Would you retype each record exactly as given?

*** Record excerpts

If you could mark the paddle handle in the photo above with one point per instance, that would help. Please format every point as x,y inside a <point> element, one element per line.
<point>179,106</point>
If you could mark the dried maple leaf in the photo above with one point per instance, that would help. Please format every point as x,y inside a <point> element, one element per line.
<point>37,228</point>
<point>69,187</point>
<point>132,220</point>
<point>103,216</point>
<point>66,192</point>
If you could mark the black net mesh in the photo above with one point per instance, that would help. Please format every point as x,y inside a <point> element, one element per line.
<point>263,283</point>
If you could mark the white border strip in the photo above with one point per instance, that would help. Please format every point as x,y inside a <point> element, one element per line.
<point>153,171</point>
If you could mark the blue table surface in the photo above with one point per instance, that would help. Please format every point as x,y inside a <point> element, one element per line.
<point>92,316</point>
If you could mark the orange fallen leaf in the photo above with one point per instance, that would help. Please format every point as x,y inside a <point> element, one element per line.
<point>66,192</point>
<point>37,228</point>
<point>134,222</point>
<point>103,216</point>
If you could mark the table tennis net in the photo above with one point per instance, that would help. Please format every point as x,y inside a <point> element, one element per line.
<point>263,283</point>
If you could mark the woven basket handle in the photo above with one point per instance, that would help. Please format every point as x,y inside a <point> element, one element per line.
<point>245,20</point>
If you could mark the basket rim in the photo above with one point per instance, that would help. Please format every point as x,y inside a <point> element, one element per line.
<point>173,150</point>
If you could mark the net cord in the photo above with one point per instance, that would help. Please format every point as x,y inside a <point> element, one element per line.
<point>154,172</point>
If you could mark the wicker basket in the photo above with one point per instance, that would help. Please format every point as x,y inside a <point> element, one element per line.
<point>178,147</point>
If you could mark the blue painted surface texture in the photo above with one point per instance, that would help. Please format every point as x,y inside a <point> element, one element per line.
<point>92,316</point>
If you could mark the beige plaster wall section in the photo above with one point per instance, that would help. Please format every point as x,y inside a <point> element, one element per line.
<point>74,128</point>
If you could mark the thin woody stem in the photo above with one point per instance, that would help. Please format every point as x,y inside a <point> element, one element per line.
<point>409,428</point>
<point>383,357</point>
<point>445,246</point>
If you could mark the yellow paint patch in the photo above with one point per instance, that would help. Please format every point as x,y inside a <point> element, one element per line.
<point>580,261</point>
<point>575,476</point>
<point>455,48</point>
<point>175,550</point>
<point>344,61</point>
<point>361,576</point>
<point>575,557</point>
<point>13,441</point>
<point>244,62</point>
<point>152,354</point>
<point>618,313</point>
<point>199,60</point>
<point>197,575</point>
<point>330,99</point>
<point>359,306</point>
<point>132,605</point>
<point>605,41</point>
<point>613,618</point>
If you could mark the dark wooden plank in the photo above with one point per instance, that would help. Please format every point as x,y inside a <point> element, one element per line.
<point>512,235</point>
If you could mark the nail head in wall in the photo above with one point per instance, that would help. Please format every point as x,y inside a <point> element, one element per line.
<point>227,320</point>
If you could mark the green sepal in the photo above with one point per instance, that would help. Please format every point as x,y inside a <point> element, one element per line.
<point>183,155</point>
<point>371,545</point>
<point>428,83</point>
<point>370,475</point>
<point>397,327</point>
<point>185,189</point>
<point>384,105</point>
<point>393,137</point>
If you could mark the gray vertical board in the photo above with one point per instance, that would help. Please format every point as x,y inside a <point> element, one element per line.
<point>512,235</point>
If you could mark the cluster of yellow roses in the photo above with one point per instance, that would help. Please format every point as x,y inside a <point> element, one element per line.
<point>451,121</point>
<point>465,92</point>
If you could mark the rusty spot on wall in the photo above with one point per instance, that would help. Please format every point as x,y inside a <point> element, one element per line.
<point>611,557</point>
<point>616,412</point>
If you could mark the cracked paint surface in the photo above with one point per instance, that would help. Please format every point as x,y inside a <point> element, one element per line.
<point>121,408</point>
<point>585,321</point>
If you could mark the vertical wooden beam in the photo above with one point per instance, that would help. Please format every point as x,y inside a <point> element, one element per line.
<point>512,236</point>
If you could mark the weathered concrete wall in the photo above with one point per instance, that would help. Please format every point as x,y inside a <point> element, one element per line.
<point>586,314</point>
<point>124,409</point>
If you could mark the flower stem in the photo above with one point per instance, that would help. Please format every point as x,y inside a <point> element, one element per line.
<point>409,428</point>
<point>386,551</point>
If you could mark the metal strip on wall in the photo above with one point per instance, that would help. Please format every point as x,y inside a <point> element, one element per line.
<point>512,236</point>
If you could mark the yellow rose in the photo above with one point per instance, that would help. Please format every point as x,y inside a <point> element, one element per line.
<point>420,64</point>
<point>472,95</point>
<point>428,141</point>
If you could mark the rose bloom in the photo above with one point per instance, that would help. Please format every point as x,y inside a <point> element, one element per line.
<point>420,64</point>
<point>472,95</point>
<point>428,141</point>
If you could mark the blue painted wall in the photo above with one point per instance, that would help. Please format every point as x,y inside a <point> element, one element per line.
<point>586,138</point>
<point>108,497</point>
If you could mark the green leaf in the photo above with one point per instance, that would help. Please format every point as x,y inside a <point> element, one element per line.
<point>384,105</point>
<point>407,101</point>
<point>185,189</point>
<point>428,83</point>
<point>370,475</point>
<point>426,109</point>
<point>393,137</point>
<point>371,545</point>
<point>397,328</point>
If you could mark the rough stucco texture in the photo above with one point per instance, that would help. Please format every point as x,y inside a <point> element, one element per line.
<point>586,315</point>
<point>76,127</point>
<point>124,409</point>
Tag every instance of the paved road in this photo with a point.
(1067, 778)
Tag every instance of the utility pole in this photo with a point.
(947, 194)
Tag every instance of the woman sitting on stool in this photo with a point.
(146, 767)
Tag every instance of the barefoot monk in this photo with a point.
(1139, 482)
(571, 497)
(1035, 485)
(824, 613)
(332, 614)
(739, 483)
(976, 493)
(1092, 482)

******

- Written solution
If you could mark the paddle handle in the photo above with one point per instance, that would help. Please format every point as x,y inside a <point> element, one element per line.
<point>179,106</point>
If you could mark the dried maple leaf in the photo above with one point per instance, that would help. Please format every point as x,y inside a <point> element, one element per line.
<point>37,228</point>
<point>69,187</point>
<point>132,220</point>
<point>103,216</point>
<point>66,192</point>
If you could mark the black net mesh in the photo above with one point per instance, that would help. Please format every point as x,y inside a <point> element, one element per line.
<point>263,283</point>
If you could mark the white border strip in the photo above with one point per instance, that would help. Please format every point as x,y inside a <point> element, one element per line.
<point>153,171</point>
If you could mark the blue table surface in the photo above with one point per instance, that would help. Please format every point as x,y inside a <point> element, one element per line.
<point>92,316</point>
If you could mark the orange fallen leaf in the photo above with one point per instance, that would help. Please format every point as x,y inside a <point> element, one element per line.
<point>66,192</point>
<point>37,228</point>
<point>134,222</point>
<point>103,216</point>
If you could mark the table tennis net in the photo above with one point per instance, that would help. Please format every point as x,y inside a <point> element, one element per line.
<point>263,283</point>
If you could mark the woven basket handle in the photo above with one point per instance, that would help. Please format every point as x,y inside a <point> element, one element per line.
<point>245,20</point>
If you could mark the basket rim in the photo above with one point per instance, that would help. Please format every point as x,y inside a <point> element, one element per line.
<point>173,150</point>
If you could mark the net cord in the photo above with one point per instance, that would help. Please format every point as x,y inside a <point> element, one element per line.
<point>154,172</point>
If you could mark the wicker basket in the photo above with one point per instance, that would help. Please format every point as x,y inside a <point> element, one element per line.
<point>178,147</point>
If you could mark the blue painted surface texture in the photo above with one point per instance, that would help. Please format every point as x,y inside a <point> element, one element per line.
<point>92,316</point>
If you could mark the beige plaster wall section in the photo above with one point per instance, that would help. Please format every point as x,y inside a <point> element, one element per line.
<point>74,128</point>
If you could mark the thin woody stem in the photo above with one point per instance, that would help. Please format every point as x,y inside a <point> element, one element per line.
<point>409,428</point>
<point>383,357</point>
<point>445,246</point>
If you could mark the yellow paint patch in the photo above with one point per instance, that would help. Please format every point as x,y inside a <point> element, one element per line.
<point>580,261</point>
<point>575,476</point>
<point>455,48</point>
<point>175,550</point>
<point>344,61</point>
<point>361,576</point>
<point>575,557</point>
<point>13,441</point>
<point>244,62</point>
<point>152,354</point>
<point>618,313</point>
<point>199,60</point>
<point>197,575</point>
<point>330,99</point>
<point>359,306</point>
<point>132,605</point>
<point>605,41</point>
<point>613,618</point>
If you could mark the dark wooden plank in the photo above with one point per instance, that would help. Please format every point as x,y inside a <point> element, one element per line.
<point>512,235</point>
If you could mark the nail head in wall in the photo above with one point per instance, that would help. Please format every point as x,y inside a <point> element, one element per line.
<point>227,320</point>
If you could mark the green sepal in the photo above with one point per instance, that would help. Please format every point as x,y inside a <point> element, one element per line.
<point>183,155</point>
<point>371,545</point>
<point>428,83</point>
<point>370,475</point>
<point>397,327</point>
<point>185,189</point>
<point>384,105</point>
<point>393,137</point>
If you could mark the gray vertical board in the photo above with one point per instance, that would help. Please format every point as x,y inside a <point> element, one element per line.
<point>512,235</point>
If you could mark the cluster of yellow roses in the photo above with one point per instance, that would help. Please format every point as x,y inside a <point> element, one element per line.
<point>451,121</point>
<point>465,92</point>
If you could mark the rusty spot on wall in the photo above with one point per instance, that would help. Please format every point as x,y inside a <point> element, one element per line.
<point>611,557</point>
<point>616,412</point>
If you could mark the cracked paint surface in the photo above with one point per instance, that would help. Please format every point as x,y inside a <point> element, one element per line.
<point>121,408</point>
<point>585,321</point>
If you could mark the vertical wooden beam in the photo above with one point per instance, that would help. Please format every point as x,y inside a <point> element, one element per line.
<point>512,236</point>
If you could mark the weathered concrete wall in the photo above with one point per instance, that would help. Please format every point as x,y inside a <point> element, one element per line.
<point>586,314</point>
<point>124,409</point>
If you could mark the flower stem in the photo above with one point per instance, that would help. Please format every point as x,y inside a <point> element, one element per line.
<point>409,428</point>
<point>386,551</point>
If you could mark the metal strip on wall in the photo above with one point per instance, that would help. Please format every point as x,y inside a <point> element, one element per line.
<point>512,236</point>
If you could mark the yellow rose in the photo above with one point per instance, that would help. Please format every point as x,y inside a <point> element, one element per line.
<point>420,64</point>
<point>472,95</point>
<point>428,141</point>
If you could mark the rose bloom in the photo above with one point per instance, that would help. Please format every point as x,y inside a <point> element, one element per line.
<point>420,64</point>
<point>472,95</point>
<point>428,141</point>
If you could mark the blue painted wall in the photo above with one point per instance, that would help. Please format every point as x,y inside a <point> element, one element per line.
<point>586,138</point>
<point>108,497</point>
If you could mark the green leaf in the photo above with one point per instance, that would help. Please format every point as x,y inside a <point> element, one element per line.
<point>384,105</point>
<point>407,101</point>
<point>185,189</point>
<point>428,83</point>
<point>370,475</point>
<point>426,109</point>
<point>393,137</point>
<point>371,545</point>
<point>397,328</point>
If you could mark the rough stucco texture in the photo above with one point per instance, that would help. Please format every point as x,y inside a <point> element, one element per line.
<point>586,315</point>
<point>76,127</point>
<point>124,409</point>
Tag every instance of the paved road in this photo with a point.
(1067, 778)
Tag every instance of the utility pole in this photo with a point.
(947, 194)
Tag every instance of the woman sitting on stool in this photo with a point.
(146, 767)
Tag every instance of the barefoot monk in this photo with a point.
(1139, 482)
(571, 497)
(1035, 485)
(824, 613)
(332, 614)
(739, 483)
(976, 493)
(1092, 482)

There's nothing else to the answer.